### Description of the task
Please rewrite the items below, switching "metal bracket" to "steel hinge" and keeping everything else the same.

[begin Supplied records]

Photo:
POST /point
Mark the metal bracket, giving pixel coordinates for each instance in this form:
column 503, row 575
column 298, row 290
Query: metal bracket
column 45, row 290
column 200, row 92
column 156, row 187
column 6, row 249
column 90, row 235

[end Supplied records]

### Written answer
Photo:
POST /point
Mark the steel hinge, giving pixel coordinates for each instance in this form:
column 503, row 575
column 298, row 290
Query: steel hinge
column 45, row 290
column 200, row 92
column 156, row 187
column 6, row 249
column 90, row 235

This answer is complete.